Stored data entries:
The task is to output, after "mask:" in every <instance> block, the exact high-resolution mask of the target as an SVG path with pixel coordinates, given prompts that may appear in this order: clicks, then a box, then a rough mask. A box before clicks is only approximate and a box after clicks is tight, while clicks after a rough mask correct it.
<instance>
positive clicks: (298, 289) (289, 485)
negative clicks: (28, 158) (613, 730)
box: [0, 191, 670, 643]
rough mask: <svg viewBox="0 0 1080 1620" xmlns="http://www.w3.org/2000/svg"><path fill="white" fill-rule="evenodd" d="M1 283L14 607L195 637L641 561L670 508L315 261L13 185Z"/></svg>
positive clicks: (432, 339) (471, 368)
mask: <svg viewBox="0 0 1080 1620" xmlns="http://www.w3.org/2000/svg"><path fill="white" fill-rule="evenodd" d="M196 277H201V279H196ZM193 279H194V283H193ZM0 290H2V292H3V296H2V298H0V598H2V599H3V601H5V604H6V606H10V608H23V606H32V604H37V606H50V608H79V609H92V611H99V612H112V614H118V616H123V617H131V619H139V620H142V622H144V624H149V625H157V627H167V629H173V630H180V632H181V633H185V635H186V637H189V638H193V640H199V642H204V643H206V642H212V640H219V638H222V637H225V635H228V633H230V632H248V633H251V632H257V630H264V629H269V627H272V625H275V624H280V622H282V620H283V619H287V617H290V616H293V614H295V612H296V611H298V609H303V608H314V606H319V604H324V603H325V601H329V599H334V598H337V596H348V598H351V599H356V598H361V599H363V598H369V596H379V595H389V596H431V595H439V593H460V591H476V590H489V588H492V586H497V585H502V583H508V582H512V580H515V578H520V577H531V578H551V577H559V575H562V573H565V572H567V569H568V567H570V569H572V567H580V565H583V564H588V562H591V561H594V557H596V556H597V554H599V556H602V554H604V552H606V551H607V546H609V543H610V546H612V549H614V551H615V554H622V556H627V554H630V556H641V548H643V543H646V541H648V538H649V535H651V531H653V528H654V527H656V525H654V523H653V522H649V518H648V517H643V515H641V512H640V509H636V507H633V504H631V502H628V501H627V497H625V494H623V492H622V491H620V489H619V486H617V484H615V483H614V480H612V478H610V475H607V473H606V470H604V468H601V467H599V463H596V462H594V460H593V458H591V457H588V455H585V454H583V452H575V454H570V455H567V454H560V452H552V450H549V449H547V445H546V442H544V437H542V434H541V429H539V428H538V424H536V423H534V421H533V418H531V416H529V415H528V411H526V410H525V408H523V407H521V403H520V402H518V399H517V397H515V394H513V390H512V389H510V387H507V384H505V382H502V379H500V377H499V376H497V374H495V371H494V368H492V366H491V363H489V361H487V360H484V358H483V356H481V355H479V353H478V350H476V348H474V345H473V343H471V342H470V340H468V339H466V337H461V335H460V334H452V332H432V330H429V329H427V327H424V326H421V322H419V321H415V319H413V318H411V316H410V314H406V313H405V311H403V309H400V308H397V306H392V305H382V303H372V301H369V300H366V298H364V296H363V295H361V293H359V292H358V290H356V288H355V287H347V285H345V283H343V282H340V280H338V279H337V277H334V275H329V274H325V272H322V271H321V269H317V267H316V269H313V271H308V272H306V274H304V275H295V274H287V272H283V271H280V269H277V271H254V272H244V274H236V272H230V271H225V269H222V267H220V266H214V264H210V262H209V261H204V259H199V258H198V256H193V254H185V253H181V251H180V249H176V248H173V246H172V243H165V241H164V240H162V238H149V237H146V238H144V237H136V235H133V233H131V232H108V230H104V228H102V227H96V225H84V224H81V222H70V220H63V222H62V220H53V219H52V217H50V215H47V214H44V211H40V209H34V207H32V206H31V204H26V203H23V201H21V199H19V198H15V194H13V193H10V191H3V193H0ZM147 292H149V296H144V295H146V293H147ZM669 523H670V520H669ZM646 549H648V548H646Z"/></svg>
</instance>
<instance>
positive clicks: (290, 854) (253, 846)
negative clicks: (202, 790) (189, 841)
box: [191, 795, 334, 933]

--

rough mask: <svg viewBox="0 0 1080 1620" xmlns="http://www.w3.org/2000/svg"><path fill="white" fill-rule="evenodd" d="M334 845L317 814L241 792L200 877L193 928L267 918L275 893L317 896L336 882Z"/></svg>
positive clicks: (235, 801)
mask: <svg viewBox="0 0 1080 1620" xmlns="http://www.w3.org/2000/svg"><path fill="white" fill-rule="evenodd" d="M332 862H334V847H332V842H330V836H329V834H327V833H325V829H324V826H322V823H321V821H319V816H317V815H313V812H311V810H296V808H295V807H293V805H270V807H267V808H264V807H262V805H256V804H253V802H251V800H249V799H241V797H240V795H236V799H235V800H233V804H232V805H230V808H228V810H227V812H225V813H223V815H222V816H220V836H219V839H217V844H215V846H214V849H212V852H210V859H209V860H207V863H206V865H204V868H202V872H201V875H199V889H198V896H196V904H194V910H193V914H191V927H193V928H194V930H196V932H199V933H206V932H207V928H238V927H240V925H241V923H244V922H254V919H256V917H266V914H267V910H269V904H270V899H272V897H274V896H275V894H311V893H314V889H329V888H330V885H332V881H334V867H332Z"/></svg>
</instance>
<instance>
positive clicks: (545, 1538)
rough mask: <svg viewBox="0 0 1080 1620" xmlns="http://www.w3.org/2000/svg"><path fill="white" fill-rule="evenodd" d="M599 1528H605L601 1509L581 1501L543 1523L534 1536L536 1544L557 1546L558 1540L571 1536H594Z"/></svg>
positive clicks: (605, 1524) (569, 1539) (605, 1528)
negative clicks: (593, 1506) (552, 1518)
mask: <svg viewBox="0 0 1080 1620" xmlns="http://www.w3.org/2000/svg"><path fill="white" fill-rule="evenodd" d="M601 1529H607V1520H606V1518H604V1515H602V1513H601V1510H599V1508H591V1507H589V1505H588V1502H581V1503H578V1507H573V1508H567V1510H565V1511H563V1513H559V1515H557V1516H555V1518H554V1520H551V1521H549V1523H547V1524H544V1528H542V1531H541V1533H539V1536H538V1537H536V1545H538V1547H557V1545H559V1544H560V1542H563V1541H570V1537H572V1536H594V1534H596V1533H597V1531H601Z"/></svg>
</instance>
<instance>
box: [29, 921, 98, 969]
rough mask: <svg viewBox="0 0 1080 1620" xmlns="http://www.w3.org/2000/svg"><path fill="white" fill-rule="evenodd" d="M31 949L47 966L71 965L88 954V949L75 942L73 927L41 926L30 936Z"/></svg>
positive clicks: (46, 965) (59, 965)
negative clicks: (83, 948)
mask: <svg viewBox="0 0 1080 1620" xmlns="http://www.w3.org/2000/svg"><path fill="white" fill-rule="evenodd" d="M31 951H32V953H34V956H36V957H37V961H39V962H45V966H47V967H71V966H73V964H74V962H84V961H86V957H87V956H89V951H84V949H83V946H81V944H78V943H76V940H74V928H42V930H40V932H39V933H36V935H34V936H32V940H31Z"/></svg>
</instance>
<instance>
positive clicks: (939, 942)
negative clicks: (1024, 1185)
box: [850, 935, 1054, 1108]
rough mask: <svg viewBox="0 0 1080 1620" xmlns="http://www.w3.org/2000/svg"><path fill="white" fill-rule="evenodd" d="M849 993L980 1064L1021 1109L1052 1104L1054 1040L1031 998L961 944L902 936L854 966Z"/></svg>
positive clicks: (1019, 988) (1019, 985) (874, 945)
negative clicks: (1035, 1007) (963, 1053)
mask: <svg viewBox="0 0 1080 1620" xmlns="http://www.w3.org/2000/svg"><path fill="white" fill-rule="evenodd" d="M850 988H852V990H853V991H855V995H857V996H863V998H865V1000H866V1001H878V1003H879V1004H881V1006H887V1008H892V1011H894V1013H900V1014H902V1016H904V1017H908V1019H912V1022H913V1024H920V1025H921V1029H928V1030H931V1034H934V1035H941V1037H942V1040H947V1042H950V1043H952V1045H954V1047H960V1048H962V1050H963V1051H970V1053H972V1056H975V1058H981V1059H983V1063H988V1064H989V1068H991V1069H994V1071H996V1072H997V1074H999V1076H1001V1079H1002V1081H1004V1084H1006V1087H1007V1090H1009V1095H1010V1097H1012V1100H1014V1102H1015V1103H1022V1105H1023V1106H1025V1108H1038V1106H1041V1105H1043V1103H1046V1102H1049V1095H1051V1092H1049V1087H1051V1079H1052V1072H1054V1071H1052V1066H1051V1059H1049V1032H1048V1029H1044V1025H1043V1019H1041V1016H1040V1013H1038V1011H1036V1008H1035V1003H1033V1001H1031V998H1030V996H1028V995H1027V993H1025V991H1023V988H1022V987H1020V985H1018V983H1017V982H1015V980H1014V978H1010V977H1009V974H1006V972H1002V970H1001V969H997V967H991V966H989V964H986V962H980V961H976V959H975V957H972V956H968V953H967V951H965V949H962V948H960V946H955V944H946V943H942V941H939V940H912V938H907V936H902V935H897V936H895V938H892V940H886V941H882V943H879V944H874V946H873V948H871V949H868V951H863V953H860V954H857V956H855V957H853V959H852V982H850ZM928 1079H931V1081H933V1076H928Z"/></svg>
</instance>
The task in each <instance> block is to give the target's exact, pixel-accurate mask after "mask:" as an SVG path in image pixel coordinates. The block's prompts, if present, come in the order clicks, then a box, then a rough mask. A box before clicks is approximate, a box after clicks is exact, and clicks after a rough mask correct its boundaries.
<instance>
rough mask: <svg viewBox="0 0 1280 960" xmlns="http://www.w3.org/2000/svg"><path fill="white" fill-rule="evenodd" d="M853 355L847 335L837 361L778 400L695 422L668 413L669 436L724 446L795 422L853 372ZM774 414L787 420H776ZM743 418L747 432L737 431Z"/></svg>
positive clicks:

PROBLEM TO WORK ON:
If a line in the records above has the word "correct", copy it.

EXERCISE RESPONSE:
The task is to output, after "mask:" in every <instance> block, the exact high-resolution mask of the target as an SVG path with pixel coordinates, given prompts that may appear in this order: clicks, then a box, then a rough mask. A box before clicks is only approximate and a box after clicks is tight, while clicks after a rough mask correct it.
The task in each <instance> block is to give the target's exact, pixel-accurate mask after "mask:" as an SVG path in image pixel coordinates. The block's prompts, if present, come in the order clicks, then a box, then a rough mask. A box before clicks is approximate, a box after clicks is exact, and clicks after a rough mask correct its boundaries.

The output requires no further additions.